WHAT IS NEEDED → The records that follow are to be transcribed in full, without their images.

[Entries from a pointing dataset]
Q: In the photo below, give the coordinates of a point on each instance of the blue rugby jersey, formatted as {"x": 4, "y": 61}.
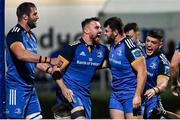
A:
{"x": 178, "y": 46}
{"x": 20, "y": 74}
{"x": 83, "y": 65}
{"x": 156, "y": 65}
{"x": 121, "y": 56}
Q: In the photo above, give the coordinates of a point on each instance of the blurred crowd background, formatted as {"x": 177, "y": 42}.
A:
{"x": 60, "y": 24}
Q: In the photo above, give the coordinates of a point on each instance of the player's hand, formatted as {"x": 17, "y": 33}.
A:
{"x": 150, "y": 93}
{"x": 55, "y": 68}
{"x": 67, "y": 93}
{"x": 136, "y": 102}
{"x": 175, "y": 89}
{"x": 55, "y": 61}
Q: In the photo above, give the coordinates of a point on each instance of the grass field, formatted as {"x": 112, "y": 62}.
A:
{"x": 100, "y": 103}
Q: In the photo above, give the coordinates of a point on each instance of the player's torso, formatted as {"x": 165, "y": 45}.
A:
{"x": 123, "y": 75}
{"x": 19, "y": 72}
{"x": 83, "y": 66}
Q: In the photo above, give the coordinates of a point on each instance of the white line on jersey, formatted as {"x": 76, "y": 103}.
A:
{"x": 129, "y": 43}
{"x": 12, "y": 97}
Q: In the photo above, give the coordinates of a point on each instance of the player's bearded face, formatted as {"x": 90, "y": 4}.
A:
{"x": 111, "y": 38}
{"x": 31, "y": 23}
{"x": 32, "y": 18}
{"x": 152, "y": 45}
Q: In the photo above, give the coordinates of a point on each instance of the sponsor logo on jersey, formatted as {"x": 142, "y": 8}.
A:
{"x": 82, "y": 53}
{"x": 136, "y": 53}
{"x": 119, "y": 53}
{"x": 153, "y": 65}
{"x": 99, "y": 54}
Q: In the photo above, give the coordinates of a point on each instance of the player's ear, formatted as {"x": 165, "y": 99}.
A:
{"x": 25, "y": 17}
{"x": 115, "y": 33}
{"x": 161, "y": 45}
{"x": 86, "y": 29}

TASK RESPONSE →
Q: In the photo below, give the coordinates of a point on each instance of the blue rugby jersey, formatted as {"x": 4, "y": 61}.
A:
{"x": 178, "y": 46}
{"x": 20, "y": 74}
{"x": 83, "y": 65}
{"x": 156, "y": 65}
{"x": 121, "y": 56}
Q: In the photo above, give the coordinates of a point on each instance of the blurred crowd background, formatted as {"x": 177, "y": 42}.
A:
{"x": 60, "y": 24}
Q: In the photo above, give the coordinates of a point on each instance of the player's hand, formatted as {"x": 17, "y": 33}.
A:
{"x": 150, "y": 93}
{"x": 55, "y": 68}
{"x": 67, "y": 93}
{"x": 136, "y": 102}
{"x": 175, "y": 89}
{"x": 55, "y": 61}
Q: In the photo above, give the coordinates of a point on each instance of the grass field, formatted as {"x": 112, "y": 62}.
A:
{"x": 100, "y": 103}
Q: In the photo above, give the coordinates of a point on each instance of the player's torso, formatted as {"x": 165, "y": 45}.
A:
{"x": 123, "y": 75}
{"x": 19, "y": 72}
{"x": 83, "y": 66}
Q: In the photo above, give the coordinates of a point on each instance of the white line on jersey, formatted as {"x": 76, "y": 103}.
A:
{"x": 129, "y": 43}
{"x": 12, "y": 97}
Q: In the photo above, give the coordinates of a point on each instance of the player's bearded face, formatted as {"x": 90, "y": 4}.
A:
{"x": 111, "y": 38}
{"x": 31, "y": 23}
{"x": 32, "y": 18}
{"x": 152, "y": 45}
Q: In the photo above, give the coordinates of a point on each instance of the sponsor logo on jersey, formatted as {"x": 142, "y": 8}.
A:
{"x": 82, "y": 53}
{"x": 136, "y": 53}
{"x": 119, "y": 53}
{"x": 153, "y": 65}
{"x": 99, "y": 54}
Q: In the photo above, give the coordinates of a point on each instance of the player's ear, formatted as {"x": 165, "y": 99}.
A:
{"x": 25, "y": 17}
{"x": 115, "y": 33}
{"x": 161, "y": 45}
{"x": 86, "y": 29}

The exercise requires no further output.